### Dostarczony tekst:
—————
Reklama

Majówka w Starachowicach? Jak ją spędziła nasza młodzież!?

06/05/2024 11:00

Za nami Majówka, co oznacza powrót do rutyny życia codziennego. Przez ostatnie dni wiele rodzin spędzało kreatywnie czas wolny - także w Starachowicach. Co jednak z młodzieżą? Czy nasze dynamiczne, zmieniające się miasto faktycznie jest przyjaznym i interesującym miejscem dla młodych starachowiczan? Sprawdzamy to!

O plany majówkowe oraz ich realizację zapytaliśmy uczniów uczęszczających do szkół ponadpodstawowych w Starachowicach. Poruszyliśmy również kwestię ewentualnych zmian  pod kątem turystyczno-wypoczynkowym.

Niedobór publicznych obiektów sportowych

O wypoczynku w mieście pozytywnie wypowiada się Mateusz Wójcik, uczeń II Liceum Ogólnokształcącego.

- Tegoroczną majówkę spędziłem w Starachowicach oraz okolicznych miejscowościach, głównie w Wąchocku i Brodach. Jeden dzień wolnego poświęciłem na wyjazd w dalsze rejony Polski. Nasze miasto jest, moim zdaniem, świetnym punktem wypoczynkowym. Sporo czasu spędziłem nad hucznie promowanym Zalewem Lubianka, dojeżdżając tam ścieżkami rowerowymi - opowiada uczeń.

Udana przerwa od nauki nie przekreśla jednak wielu niedociągnięć w mieście które, zdaniem Mateusza, wymagają poprawek.

- W Starachowicach brakuje m.in. miejsc wprost rekreacyjnych, gdzie można byłoby się spotkać ze znajomymi pod wieczór. Coś w rodzaju dobrze oświetlonego miejsca, do którego można łatwo dojechać i zorganizować na przykład ognisko bez ponoszenia kosztów wynajmu miejsca. Przemyślenia wymagają również obiekty sportowe. Większość „orlików” znajduje się na terenach szkół i nie są ogólnodostępne dla reszty młodzieży. Jedyne takie boisko jest na osiedlu Południe, ale w centralnej części Starachowic takiego miejsca nie ma - krytykuje.
—————
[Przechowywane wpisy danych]
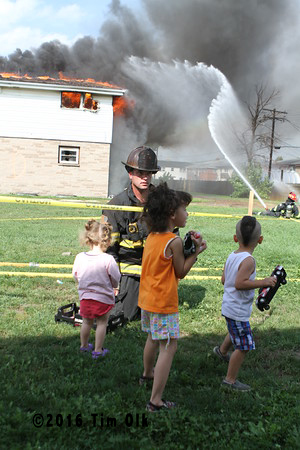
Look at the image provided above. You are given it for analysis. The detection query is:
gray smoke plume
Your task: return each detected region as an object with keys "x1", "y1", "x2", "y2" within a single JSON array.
[{"x1": 0, "y1": 0, "x2": 300, "y2": 193}]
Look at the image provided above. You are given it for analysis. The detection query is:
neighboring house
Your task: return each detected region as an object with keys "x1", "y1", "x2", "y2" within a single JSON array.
[
  {"x1": 271, "y1": 158, "x2": 300, "y2": 184},
  {"x1": 0, "y1": 74, "x2": 125, "y2": 197},
  {"x1": 156, "y1": 160, "x2": 190, "y2": 180},
  {"x1": 186, "y1": 159, "x2": 233, "y2": 181}
]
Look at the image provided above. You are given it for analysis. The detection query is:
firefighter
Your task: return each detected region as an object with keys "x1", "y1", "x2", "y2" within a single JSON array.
[
  {"x1": 257, "y1": 192, "x2": 299, "y2": 219},
  {"x1": 103, "y1": 146, "x2": 160, "y2": 320}
]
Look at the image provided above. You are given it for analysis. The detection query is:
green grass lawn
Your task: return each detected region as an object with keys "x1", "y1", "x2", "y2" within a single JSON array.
[{"x1": 0, "y1": 199, "x2": 300, "y2": 449}]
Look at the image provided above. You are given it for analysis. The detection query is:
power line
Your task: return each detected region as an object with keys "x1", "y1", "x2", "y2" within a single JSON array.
[{"x1": 263, "y1": 108, "x2": 287, "y2": 179}]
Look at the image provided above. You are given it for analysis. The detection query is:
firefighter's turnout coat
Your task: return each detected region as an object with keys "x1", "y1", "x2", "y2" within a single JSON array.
[{"x1": 103, "y1": 183, "x2": 153, "y2": 320}]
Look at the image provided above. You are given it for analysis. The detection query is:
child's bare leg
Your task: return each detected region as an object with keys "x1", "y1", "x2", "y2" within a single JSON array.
[
  {"x1": 225, "y1": 349, "x2": 248, "y2": 383},
  {"x1": 220, "y1": 333, "x2": 232, "y2": 356},
  {"x1": 80, "y1": 318, "x2": 94, "y2": 348},
  {"x1": 150, "y1": 339, "x2": 177, "y2": 406},
  {"x1": 95, "y1": 311, "x2": 110, "y2": 352},
  {"x1": 143, "y1": 334, "x2": 159, "y2": 378}
]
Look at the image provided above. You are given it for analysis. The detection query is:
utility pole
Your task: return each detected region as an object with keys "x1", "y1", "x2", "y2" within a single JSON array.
[{"x1": 263, "y1": 108, "x2": 287, "y2": 180}]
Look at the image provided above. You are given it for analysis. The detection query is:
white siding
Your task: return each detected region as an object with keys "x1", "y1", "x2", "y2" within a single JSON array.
[{"x1": 0, "y1": 87, "x2": 113, "y2": 143}]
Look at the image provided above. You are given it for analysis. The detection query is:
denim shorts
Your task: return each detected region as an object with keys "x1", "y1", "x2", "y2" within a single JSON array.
[
  {"x1": 225, "y1": 317, "x2": 255, "y2": 350},
  {"x1": 141, "y1": 309, "x2": 179, "y2": 341}
]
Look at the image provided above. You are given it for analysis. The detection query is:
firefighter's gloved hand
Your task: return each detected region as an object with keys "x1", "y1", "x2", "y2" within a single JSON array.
[{"x1": 183, "y1": 231, "x2": 206, "y2": 257}]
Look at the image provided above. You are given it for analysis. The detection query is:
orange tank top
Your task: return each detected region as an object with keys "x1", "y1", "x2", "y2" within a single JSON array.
[{"x1": 138, "y1": 232, "x2": 178, "y2": 314}]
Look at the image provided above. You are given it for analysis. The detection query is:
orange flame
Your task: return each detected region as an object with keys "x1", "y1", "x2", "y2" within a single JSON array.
[
  {"x1": 113, "y1": 97, "x2": 134, "y2": 116},
  {"x1": 0, "y1": 72, "x2": 122, "y2": 89}
]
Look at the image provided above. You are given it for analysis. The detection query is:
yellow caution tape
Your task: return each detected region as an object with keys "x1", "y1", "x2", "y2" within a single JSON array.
[
  {"x1": 0, "y1": 271, "x2": 300, "y2": 282},
  {"x1": 0, "y1": 196, "x2": 277, "y2": 220},
  {"x1": 0, "y1": 262, "x2": 73, "y2": 269},
  {"x1": 0, "y1": 271, "x2": 73, "y2": 278},
  {"x1": 0, "y1": 196, "x2": 143, "y2": 211}
]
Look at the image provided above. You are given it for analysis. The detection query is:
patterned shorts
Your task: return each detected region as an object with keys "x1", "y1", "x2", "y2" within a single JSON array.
[
  {"x1": 225, "y1": 317, "x2": 255, "y2": 350},
  {"x1": 141, "y1": 309, "x2": 179, "y2": 341}
]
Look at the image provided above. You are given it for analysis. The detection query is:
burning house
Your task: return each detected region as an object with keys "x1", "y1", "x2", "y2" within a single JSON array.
[{"x1": 0, "y1": 73, "x2": 125, "y2": 197}]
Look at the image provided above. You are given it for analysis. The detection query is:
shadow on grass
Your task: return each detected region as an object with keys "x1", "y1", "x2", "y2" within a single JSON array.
[
  {"x1": 178, "y1": 283, "x2": 206, "y2": 308},
  {"x1": 0, "y1": 322, "x2": 300, "y2": 449}
]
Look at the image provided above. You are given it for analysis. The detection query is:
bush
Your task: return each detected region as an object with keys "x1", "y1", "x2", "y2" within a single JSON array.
[{"x1": 229, "y1": 163, "x2": 273, "y2": 199}]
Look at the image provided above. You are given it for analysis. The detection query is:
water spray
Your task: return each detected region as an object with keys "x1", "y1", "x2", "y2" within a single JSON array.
[{"x1": 207, "y1": 69, "x2": 268, "y2": 209}]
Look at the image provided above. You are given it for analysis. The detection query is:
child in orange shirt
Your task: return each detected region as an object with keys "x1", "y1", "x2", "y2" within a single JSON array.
[{"x1": 138, "y1": 183, "x2": 206, "y2": 412}]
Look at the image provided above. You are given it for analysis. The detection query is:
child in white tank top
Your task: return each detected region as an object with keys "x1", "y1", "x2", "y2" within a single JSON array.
[{"x1": 214, "y1": 216, "x2": 276, "y2": 391}]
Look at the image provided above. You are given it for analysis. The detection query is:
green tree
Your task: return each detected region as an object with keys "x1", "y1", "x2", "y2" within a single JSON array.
—————
### Polecenie do wykonania:
Podejmij artykuł o majówce młodzieży w Starachowicach po jego ostatnim zdaniu i napisz dalszy ciąg. Materiał nie ma żadnego związku z artykułem o majówce młodzieży w Starachowicach.

### Odpowiedź na polecenie:
Miasto zmienia się na lepsze...

Odmienne zdanie wyraża Klaudia Pieszczyńska, uczennica technikum „na Maja”.

- Majówkę spędziłam w Starachowicach. W ostatnich latach w naszym mieście powstało wiele punktów rekreacyjnych, które bardzo dobrze spełniają swoją rolę. W tym roku spędziłam dużo czasu z rodziną i ze znajomymi przy Pasterniku, gdzie łatwo było zaobserwować tłumy rowerzystów, dzieci bawiące się na placu zabaw i wędkarzy - zdradza nastolatka. - Sporą część wolnego poświęciłam również na przejażdżki ze znajomymi na hulajnogach elektrycznych i rowerach, na przykład na Lubiankę, gdzie mogliśmy się zrelaksować przy ognisku, dzięki wyznaczonym tam miejscom wypoczynkowym.

Zdaniem Klaudii, nasze miasto zmienia się na lepsze.

- W moim przekonaniu, Starachowice są bardzo przyjaznym miejscem do wypoczynku. Sprawę ułatwiły wybudowane w ostatnich latach ścieżki rowerowe w wielu częściach miasta. Aktywnemu wypoczynkowi w tym roku sprzyjała nam również słoneczna pogoda, która nas nie opuszczała! - twierdzi.

Najlepsze dopiero przed nami!

Z jeszcze innej strony na czas majówkowy patrzy Maria Wrona, uczennica III Liceum Ogólnokształcącego.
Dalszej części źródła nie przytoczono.